Response: The Company confirms that the terms of any such offering of subscription rights would comply with the applicable requirements of the 1940 Act. Accordingly, the Company will comply with the below conditions with respect to any issuance of transferable subscription rights to purchase shares of the Company’s common stock at a price below the Company’s net asset value:
· The offering will fully protect stockholders’ preemptive rights and will not discriminate among stockholders (except for the de minimis effect of not offering fractional rights);
· The Company will use its best efforts to ensure an adequate trading market in the rights for use by stockholders who do not exercise their rights; and
· The ratio of the offering will not exceed one new share of common stock for each three rights held, assuming that the Company issues to its stockholders one right for each outstanding share of common stock (in effect, limiting rights offerings to no more than one-third of the number of outstanding shares of common stock at the time of the rights offering).
Furthermore, the Company’s Board of Directors would determine in good faith that the offering would result in a net benefit to existing stockholders. Disclosure on the findings of the Company’s Board of Directors will be included in the Prospectus Supplement for any transferable subscription rights offering.
Comment 24: Please inform the Staff whether the Company intends to submit the Registration Statement to FINRA for its review prior to its effectiveness.
Response: The Company respectfully submits that it has not yet submitted the Registration Statement to FINRA for its review of the base prospectus and does not intend to prior to effectiveness. However, the Company confirms that it will submit the Registration Statement to FINRA for its review of the base prospectus prior to any offering in which a FINRA member is expected to participate.
Comment 25: In the Preferred Shares Prospectus Supplement, please replace the reference to common shares with preferred shares.
Response: The Company confirms that the Preferred Shares Prospectus Supplement will be revised as appropriate.

## Task instructions
(A) Do these statements agree with the comment-response passage? Give yes or no for each, and quote the words that decide it. (i) A rights offering may give no more than one new share of common stock for every three rights held. (ii) The Company has already submitted the Registration Statement to FINRA for review of the base prospectus. (iii) The Board of Directors' findings will be disclosed in the Prospectus Supplement for any transferable subscription rights offering.
(B) Retype everything in the comment-response passage from "Comment 24: Please" down to "expected to participate.".
Rely on the comment-response passage alone, with no outside knowledge.

## Listed entries
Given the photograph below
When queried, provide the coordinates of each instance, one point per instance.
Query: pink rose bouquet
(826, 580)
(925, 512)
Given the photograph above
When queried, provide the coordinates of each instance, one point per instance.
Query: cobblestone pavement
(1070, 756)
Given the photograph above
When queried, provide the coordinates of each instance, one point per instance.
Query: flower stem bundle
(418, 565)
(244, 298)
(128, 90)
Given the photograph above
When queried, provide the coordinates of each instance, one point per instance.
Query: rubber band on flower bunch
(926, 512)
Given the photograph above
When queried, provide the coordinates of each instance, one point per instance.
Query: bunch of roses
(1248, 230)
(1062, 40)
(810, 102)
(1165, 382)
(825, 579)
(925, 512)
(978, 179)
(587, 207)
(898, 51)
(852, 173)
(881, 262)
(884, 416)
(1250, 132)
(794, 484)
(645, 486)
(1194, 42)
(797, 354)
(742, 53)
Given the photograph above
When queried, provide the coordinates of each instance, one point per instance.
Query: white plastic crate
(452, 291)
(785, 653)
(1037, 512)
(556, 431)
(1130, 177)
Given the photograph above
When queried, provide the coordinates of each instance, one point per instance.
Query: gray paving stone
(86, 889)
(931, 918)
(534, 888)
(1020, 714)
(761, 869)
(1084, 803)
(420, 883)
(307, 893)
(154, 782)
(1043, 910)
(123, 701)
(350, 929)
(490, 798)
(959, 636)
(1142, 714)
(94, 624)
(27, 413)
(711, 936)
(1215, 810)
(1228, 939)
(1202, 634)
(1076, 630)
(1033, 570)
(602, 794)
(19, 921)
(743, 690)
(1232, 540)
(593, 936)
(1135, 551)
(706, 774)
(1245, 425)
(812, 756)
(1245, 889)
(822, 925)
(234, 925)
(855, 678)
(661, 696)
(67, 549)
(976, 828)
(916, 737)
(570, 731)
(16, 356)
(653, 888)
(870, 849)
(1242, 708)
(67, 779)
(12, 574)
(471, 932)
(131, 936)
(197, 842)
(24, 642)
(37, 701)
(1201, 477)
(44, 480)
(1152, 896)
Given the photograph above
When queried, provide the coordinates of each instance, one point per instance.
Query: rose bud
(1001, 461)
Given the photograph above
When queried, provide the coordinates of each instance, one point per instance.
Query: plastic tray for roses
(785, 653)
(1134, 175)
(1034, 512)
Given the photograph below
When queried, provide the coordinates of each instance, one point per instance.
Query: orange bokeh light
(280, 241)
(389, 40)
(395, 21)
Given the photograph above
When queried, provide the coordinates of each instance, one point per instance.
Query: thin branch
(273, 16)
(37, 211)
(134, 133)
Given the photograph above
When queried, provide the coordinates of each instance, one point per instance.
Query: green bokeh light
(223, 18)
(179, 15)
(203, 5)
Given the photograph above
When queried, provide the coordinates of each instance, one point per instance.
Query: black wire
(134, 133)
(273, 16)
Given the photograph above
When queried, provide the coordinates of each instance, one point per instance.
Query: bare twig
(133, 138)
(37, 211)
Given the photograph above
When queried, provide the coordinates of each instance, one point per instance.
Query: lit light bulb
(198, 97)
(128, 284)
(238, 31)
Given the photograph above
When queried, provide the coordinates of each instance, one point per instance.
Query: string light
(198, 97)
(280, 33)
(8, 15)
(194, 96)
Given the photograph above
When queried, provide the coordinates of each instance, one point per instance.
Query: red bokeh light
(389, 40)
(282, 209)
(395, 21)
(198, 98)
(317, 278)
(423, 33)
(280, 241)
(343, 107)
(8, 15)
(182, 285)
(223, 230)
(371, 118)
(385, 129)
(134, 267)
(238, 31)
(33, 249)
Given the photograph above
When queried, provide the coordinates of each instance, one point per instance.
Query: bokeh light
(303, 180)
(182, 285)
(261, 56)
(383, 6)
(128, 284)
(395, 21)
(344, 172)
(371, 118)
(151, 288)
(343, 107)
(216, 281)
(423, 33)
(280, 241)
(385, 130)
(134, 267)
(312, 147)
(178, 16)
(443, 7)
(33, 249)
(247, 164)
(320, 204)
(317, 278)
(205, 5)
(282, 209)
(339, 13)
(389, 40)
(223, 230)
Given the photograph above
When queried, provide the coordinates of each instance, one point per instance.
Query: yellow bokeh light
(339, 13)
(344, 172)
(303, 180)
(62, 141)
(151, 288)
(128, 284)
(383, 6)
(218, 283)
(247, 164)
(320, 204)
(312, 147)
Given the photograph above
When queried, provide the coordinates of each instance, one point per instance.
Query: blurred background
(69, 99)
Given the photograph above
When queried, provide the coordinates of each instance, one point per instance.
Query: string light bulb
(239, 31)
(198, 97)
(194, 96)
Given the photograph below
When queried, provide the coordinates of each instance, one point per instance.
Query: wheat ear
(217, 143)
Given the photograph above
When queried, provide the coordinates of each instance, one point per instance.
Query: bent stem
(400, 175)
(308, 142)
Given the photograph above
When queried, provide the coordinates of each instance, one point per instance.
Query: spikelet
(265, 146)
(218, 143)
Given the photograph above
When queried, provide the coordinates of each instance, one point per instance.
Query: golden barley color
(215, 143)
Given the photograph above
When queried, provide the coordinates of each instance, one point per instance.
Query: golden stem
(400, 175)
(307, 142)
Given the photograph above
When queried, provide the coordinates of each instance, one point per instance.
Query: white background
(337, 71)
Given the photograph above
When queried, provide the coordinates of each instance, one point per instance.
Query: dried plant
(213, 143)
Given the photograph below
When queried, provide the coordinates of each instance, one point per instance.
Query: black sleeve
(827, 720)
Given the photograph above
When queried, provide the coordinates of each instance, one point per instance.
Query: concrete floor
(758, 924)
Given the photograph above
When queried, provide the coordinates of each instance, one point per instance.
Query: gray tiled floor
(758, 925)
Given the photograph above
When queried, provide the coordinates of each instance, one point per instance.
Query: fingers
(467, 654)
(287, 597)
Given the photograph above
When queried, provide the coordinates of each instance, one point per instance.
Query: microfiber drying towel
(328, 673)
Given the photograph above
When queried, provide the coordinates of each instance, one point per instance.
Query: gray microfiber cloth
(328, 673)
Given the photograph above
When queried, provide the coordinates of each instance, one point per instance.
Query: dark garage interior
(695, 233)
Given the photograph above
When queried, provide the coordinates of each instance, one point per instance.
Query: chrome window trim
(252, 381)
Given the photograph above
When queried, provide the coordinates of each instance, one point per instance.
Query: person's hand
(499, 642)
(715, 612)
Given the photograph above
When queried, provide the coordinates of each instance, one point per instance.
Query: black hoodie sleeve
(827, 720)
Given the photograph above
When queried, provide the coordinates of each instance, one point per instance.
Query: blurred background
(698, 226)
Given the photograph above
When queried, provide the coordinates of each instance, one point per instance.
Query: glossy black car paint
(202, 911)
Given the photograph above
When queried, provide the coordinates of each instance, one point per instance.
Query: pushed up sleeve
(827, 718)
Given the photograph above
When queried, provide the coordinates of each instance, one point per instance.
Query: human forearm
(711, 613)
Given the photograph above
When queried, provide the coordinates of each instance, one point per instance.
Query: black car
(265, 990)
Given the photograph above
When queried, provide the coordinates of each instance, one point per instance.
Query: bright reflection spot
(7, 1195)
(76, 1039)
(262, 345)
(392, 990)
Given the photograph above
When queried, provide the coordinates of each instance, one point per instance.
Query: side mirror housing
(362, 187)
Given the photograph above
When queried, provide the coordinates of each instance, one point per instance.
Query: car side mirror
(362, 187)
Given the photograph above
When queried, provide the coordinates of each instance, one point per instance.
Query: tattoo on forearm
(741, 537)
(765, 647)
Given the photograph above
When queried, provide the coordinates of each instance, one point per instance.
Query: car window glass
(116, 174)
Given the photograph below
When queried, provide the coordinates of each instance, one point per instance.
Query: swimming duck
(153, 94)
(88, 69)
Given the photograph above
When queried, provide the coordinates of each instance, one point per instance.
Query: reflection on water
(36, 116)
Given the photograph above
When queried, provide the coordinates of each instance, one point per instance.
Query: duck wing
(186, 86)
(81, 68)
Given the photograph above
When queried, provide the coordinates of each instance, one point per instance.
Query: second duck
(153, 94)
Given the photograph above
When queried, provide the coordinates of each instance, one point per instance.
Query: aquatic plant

## Responses per task
(A)
(i) Yes: "The ratio of the offering will not exceed one new share of common stock for each three rights held"
(ii) No: "it has not yet submitted the Registration Statement to FINRA for its review of the base prospectus"
(iii) Yes: "Disclosure on the findings of the Company’s Board of Directors will be included in the Prospectus Supplement for any transferable subscription rights offering"

(B)
Comment 24: Please inform the Staff whether the Company intends to submit the Registration Statement to FINRA for its review prior to its effectiveness.
Response: The Company respectfully submits that it has not yet submitted the Registration Statement to FINRA for its review of the base prospectus and does not intend to prior to effectiveness. However, the Company confirms that it will submit the Registration Statement to FINRA for its review of the base prospectus prior to any offering in which a FINRA member is expected to participate.